[[ Data excerpts open ]]

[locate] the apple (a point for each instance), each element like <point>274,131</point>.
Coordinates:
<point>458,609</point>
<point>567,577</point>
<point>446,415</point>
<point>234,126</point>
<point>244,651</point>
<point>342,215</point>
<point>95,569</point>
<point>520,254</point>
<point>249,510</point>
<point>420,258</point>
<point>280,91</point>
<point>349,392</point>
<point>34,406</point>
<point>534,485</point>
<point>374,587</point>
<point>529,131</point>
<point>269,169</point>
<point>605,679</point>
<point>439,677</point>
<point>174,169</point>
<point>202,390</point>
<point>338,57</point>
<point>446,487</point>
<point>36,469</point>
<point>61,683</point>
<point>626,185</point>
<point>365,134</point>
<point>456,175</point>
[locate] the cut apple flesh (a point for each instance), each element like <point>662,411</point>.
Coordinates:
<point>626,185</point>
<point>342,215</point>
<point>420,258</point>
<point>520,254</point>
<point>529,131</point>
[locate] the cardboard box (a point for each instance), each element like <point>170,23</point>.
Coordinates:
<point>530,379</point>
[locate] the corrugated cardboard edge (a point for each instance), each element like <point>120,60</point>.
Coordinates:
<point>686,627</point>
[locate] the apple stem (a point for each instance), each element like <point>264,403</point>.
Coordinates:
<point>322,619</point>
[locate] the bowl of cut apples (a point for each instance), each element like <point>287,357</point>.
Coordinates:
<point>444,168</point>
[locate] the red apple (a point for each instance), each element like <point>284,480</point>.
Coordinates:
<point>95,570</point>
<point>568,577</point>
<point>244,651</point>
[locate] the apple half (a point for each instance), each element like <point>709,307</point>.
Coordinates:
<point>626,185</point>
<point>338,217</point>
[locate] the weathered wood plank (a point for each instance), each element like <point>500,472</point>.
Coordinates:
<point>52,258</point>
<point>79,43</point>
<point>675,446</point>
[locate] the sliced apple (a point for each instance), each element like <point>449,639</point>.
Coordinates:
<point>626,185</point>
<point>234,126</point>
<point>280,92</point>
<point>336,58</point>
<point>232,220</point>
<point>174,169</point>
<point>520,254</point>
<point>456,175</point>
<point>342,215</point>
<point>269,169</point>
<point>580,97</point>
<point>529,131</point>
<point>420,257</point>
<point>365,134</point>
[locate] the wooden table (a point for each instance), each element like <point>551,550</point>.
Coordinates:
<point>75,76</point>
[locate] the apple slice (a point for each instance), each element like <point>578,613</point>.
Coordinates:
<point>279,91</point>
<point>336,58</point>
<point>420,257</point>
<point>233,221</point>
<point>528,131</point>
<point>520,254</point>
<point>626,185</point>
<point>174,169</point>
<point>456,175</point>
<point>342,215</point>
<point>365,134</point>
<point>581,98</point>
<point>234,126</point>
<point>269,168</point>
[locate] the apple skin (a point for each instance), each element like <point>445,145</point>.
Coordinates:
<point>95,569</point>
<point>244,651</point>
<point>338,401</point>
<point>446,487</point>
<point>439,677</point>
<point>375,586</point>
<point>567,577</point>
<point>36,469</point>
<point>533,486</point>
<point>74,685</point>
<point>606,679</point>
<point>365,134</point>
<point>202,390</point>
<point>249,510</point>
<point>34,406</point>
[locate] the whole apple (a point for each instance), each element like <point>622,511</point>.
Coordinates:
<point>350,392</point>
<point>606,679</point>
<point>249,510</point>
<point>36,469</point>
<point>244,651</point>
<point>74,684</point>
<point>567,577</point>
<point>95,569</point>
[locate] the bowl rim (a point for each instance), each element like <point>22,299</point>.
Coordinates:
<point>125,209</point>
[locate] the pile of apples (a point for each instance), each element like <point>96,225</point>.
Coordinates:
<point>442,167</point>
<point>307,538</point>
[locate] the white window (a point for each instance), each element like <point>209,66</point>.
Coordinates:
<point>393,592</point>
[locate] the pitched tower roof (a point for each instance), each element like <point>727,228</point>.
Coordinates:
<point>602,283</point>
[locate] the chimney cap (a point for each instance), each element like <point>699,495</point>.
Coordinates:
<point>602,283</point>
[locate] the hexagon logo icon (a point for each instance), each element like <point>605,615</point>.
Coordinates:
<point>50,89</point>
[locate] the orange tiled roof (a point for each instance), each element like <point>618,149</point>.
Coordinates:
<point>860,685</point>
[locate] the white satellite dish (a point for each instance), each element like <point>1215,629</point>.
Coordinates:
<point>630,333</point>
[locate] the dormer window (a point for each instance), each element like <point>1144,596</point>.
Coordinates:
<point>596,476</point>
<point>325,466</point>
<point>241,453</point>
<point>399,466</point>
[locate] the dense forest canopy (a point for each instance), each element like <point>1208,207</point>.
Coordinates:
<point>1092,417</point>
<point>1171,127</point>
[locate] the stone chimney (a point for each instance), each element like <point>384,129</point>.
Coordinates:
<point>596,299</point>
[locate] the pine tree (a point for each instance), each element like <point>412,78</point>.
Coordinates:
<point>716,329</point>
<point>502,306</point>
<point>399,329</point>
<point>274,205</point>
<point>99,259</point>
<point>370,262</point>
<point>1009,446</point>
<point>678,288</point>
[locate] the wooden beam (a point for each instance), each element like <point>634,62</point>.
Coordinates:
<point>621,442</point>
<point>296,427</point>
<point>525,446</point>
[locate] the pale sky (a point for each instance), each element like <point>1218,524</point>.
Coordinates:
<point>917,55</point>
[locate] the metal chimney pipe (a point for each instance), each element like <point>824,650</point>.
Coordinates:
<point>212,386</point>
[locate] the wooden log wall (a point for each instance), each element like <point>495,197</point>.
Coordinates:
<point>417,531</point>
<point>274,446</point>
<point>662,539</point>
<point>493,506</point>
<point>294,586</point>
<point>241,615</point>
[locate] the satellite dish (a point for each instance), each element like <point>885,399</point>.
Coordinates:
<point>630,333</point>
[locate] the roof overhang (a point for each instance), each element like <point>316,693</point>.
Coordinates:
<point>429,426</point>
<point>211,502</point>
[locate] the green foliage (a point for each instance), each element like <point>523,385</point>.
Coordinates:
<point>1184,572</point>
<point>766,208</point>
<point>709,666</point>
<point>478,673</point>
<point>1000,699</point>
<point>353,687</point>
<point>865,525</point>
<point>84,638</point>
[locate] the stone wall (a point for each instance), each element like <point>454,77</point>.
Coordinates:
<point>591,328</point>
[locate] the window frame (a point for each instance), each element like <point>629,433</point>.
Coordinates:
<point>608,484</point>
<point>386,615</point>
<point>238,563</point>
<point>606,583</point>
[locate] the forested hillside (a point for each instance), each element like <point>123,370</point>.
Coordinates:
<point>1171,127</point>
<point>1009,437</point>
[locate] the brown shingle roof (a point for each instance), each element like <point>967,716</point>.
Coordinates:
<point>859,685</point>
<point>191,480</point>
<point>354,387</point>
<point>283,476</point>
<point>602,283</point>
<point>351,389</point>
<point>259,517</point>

[[ Data excerpts closed ]]

• Required action:
Whatever appears in the data above is to be set down exactly.

• Task solution:
[locate] the apple (a point for each instance), each element like <point>274,131</point>.
Coordinates:
<point>458,609</point>
<point>567,577</point>
<point>446,415</point>
<point>234,126</point>
<point>244,651</point>
<point>342,215</point>
<point>95,569</point>
<point>520,254</point>
<point>249,510</point>
<point>420,258</point>
<point>280,91</point>
<point>349,392</point>
<point>34,406</point>
<point>534,485</point>
<point>374,587</point>
<point>529,131</point>
<point>269,169</point>
<point>605,679</point>
<point>439,677</point>
<point>174,169</point>
<point>202,390</point>
<point>338,57</point>
<point>446,487</point>
<point>36,469</point>
<point>61,683</point>
<point>626,185</point>
<point>365,134</point>
<point>456,175</point>
[locate] the cut apple flesh (a point for each instance), each element like <point>662,411</point>.
Coordinates:
<point>626,185</point>
<point>342,215</point>
<point>420,258</point>
<point>520,254</point>
<point>529,131</point>
[locate] the cardboard box (a point for each instance), each element like <point>170,23</point>.
Coordinates:
<point>530,379</point>
[locate] the corrugated cardboard edge (a point for each instance), each element like <point>120,60</point>.
Coordinates:
<point>686,627</point>
[locate] the apple stem (a point for each instance), each element like <point>264,403</point>.
Coordinates:
<point>322,619</point>
[locate] the bowl of cut apples (a point for each instance), each element like <point>287,357</point>.
Coordinates:
<point>444,168</point>
[locate] the red apple (a point for each instance), each element like <point>284,480</point>.
Coordinates:
<point>95,570</point>
<point>568,577</point>
<point>244,651</point>
[locate] the apple half (a point for each instance), each element like <point>709,307</point>.
Coordinates:
<point>626,185</point>
<point>338,217</point>
[locate] the weathered wood plank (a point for each instance), each element like <point>500,472</point>.
Coordinates:
<point>52,258</point>
<point>79,43</point>
<point>675,446</point>
[locate] the sliced apple (a point for each instance), each element like <point>449,639</point>.
Coordinates:
<point>626,185</point>
<point>234,126</point>
<point>280,92</point>
<point>336,58</point>
<point>232,220</point>
<point>174,169</point>
<point>520,254</point>
<point>456,175</point>
<point>342,215</point>
<point>269,169</point>
<point>580,97</point>
<point>529,131</point>
<point>420,257</point>
<point>365,134</point>
[locate] the wooden table (a point for each instance), each element like <point>551,550</point>.
Coordinates:
<point>75,76</point>
[locate] the apple slice (a point for each instance), each element like <point>578,613</point>.
Coordinates:
<point>279,91</point>
<point>336,58</point>
<point>420,257</point>
<point>233,221</point>
<point>528,131</point>
<point>520,254</point>
<point>626,185</point>
<point>174,169</point>
<point>456,175</point>
<point>342,215</point>
<point>365,134</point>
<point>581,98</point>
<point>234,126</point>
<point>269,168</point>
[locate] the apple skin (a point for each instance), each element like <point>445,145</point>.
Coordinates:
<point>95,569</point>
<point>244,651</point>
<point>338,401</point>
<point>446,487</point>
<point>439,677</point>
<point>375,586</point>
<point>567,577</point>
<point>36,469</point>
<point>533,486</point>
<point>74,685</point>
<point>606,679</point>
<point>365,134</point>
<point>202,390</point>
<point>249,510</point>
<point>34,406</point>
[locate] the whole apple (a point for each instance), each element like <point>622,511</point>.
Coordinates:
<point>350,392</point>
<point>606,679</point>
<point>249,510</point>
<point>36,469</point>
<point>244,651</point>
<point>74,684</point>
<point>567,577</point>
<point>95,569</point>
[locate] the bowl rim (a point for each instance), each element like <point>22,299</point>.
Coordinates:
<point>125,209</point>
[locate] the pile of apples (a point for each instance), each element like <point>96,225</point>.
Coordinates:
<point>442,167</point>
<point>307,538</point>
[locate] the white window (a point for each instance), each element like <point>209,66</point>.
Coordinates:
<point>393,592</point>
[locate] the pitched tower roof (a point for each instance), each element like <point>727,228</point>.
Coordinates:
<point>602,283</point>
[locate] the chimney cap (a point for each instance), each element like <point>699,495</point>.
Coordinates:
<point>602,283</point>
[locate] the hexagon logo icon (a point for each instance), each element like <point>605,615</point>.
Coordinates:
<point>50,89</point>
[locate] the orange tiled roof (a point for each instance), each element like <point>618,149</point>.
Coordinates:
<point>860,685</point>
[locate] the white satellite dish (a point for each instance), each element like <point>1215,629</point>.
Coordinates:
<point>630,333</point>
[locate] the dormer window (a point for each instance), each element like <point>1144,596</point>.
Coordinates:
<point>596,476</point>
<point>325,466</point>
<point>241,453</point>
<point>399,466</point>
[locate] the dense forest canopy (a point for each instance), each element like <point>1208,207</point>.
Coordinates:
<point>1092,417</point>
<point>1171,127</point>
[locate] the stone chimney (a point for each instance), each element like <point>384,129</point>.
Coordinates:
<point>596,299</point>
[locate] the pine tree (a point for each instance), each element like <point>412,78</point>.
Coordinates:
<point>716,329</point>
<point>502,306</point>
<point>399,329</point>
<point>274,205</point>
<point>99,259</point>
<point>370,262</point>
<point>1009,446</point>
<point>678,288</point>
[locate] the wooden beam (a point for each instance), each element like <point>634,62</point>.
Coordinates:
<point>621,442</point>
<point>296,427</point>
<point>525,446</point>
[locate] the pale sky (a point for each instance), each element like <point>1218,524</point>.
Coordinates:
<point>917,55</point>
[locate] the metal chimney pipe (a point for each instance), each element like <point>824,650</point>.
Coordinates:
<point>212,386</point>
[locate] the wooden log wall (a point for each instance), each element like <point>495,197</point>.
Coordinates:
<point>417,531</point>
<point>274,446</point>
<point>662,539</point>
<point>493,506</point>
<point>294,586</point>
<point>241,615</point>
[locate] the satellite dish (a point for each instance), each element like <point>885,399</point>.
Coordinates:
<point>630,333</point>
[locate] the roof overhang (a point for each instance), each element like <point>316,693</point>.
Coordinates:
<point>429,426</point>
<point>211,502</point>
[locate] the green foliage (a point for each instance), each element like <point>523,385</point>.
Coordinates:
<point>1184,572</point>
<point>766,208</point>
<point>709,666</point>
<point>478,673</point>
<point>1000,699</point>
<point>353,687</point>
<point>865,525</point>
<point>84,638</point>
[locate] the stone wall (a point for each instance), each element like <point>454,77</point>.
Coordinates:
<point>591,328</point>
[locate] the window frame (a point for each instance), each element like <point>629,433</point>.
Coordinates:
<point>608,484</point>
<point>386,615</point>
<point>238,563</point>
<point>606,583</point>
[locate] the forested hillside (a point for each instance), each element like <point>123,370</point>.
Coordinates:
<point>1171,127</point>
<point>1009,437</point>
[locate] the brown shingle roof (a point for each instance), each element like <point>967,716</point>.
Coordinates:
<point>859,685</point>
<point>191,480</point>
<point>354,387</point>
<point>283,476</point>
<point>602,283</point>
<point>351,389</point>
<point>259,517</point>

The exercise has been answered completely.